- SET EXERCISE 1 -
Pull out every line of the listing that contains the word "plant". Case counts.

- PASSAGE SHOWN -
Had other theaters of the early Civil War not been in the limelight, the tension at Pensacola might have been keener.  The Confederates held the Pensacola Navy Yard and Forts Barrancas and McRee guarding the harbor, but a Union garrison had secured Fort Pickens on the Santa Rosa barrier island at the outbreak of fighting.  Pickens was the strongest position in the Pensacola area.  Her guns could reach all of the other installations, and from atop Pickens’ walls Union soldiers and sailors regularly monitored the goings-on across the bay.  In fact, when a large floating drydock was moved into the bay, Pickens’ guns bombarded and sank it, lest it be used as an artillery platform.

In September 1861. the Federals observed more activity at the Navy Yard.  The schooner William H. Judah had been moved to the yard and was apparently being fitted out and armed for privateering.  CAPT William Mervine, responsible for the Union blockade of that portion of the Florida coast, decided on a daring raid that would prevent Judah from ever getting underway.  He landed 100 sailors and Marines from USS COLORADO at Fort Pickens, who on this moonless night shoved off to cross the bay.  LT John H. Russell led the four longboats, detaching one to the dock to quiet the guard and spike a 10-inch Columbiad mounted there.  The other three boats slid up to Judah completely unnoticed.  The men swarmed across and quickly overpowered the only two rebels aboard the schooner.  Meanwhile, the men of the single boat ably dispatched the guard on the dock and disabled the gun with an iron spike driven down the firing hole.  In a short 15 minutes Judah was ablaze and the attackers were pulling away.  But the activity roused other Confederates who reached the dock in time to open fire on the departing Federals.  Three Union sailors slumped over in their boats, 13 were wounded.  Judah drifted into the bay where she burned and sank.

- SET EXERCISE 2 -
Answer these from the passage on the Pensacola raid:
(a) Which fort on the Santa Rosa barrier island did a Union garrison secure?
(b) Who led the four longboats?
(c) How many minutes passed before Judah was ablaze and the attackers were pulling away?

- PROVIDED RECORDS -
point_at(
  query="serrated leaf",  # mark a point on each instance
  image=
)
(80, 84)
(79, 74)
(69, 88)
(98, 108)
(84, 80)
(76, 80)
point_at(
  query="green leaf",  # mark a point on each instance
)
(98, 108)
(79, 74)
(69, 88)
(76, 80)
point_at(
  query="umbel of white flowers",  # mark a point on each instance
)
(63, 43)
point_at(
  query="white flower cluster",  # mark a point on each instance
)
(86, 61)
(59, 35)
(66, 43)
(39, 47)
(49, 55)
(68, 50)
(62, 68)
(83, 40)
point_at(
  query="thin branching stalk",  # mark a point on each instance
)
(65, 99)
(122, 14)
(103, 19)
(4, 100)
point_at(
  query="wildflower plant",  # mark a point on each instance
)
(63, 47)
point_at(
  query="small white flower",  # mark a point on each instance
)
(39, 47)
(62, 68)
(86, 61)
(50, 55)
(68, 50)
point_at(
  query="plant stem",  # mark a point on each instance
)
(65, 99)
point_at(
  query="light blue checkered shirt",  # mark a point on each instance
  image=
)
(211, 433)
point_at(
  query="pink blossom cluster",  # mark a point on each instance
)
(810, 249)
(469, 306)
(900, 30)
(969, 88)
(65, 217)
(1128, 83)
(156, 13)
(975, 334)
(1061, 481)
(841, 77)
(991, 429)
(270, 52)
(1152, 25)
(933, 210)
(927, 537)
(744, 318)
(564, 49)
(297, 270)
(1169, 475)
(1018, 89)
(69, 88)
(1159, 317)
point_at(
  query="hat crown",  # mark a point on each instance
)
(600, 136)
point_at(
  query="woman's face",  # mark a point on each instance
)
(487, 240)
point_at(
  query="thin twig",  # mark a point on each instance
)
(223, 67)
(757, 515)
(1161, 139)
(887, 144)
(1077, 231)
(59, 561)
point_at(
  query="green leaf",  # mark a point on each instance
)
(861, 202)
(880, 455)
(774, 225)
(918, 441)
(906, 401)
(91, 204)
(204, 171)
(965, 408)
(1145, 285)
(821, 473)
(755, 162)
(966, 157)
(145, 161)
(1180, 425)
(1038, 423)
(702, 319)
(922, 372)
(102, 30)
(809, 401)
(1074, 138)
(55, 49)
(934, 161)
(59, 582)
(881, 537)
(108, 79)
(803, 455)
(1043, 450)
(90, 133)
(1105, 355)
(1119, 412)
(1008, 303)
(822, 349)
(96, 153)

- FINISHED ANSWER 1 -
  query="wildflower plant",  # mark a point on each instance
  query="plant stem",  # mark a point on each instance

- FINISHED ANSWER 2 -
(a) Fort Pickens
(b) LT John H. Russell
(c) 15 minutes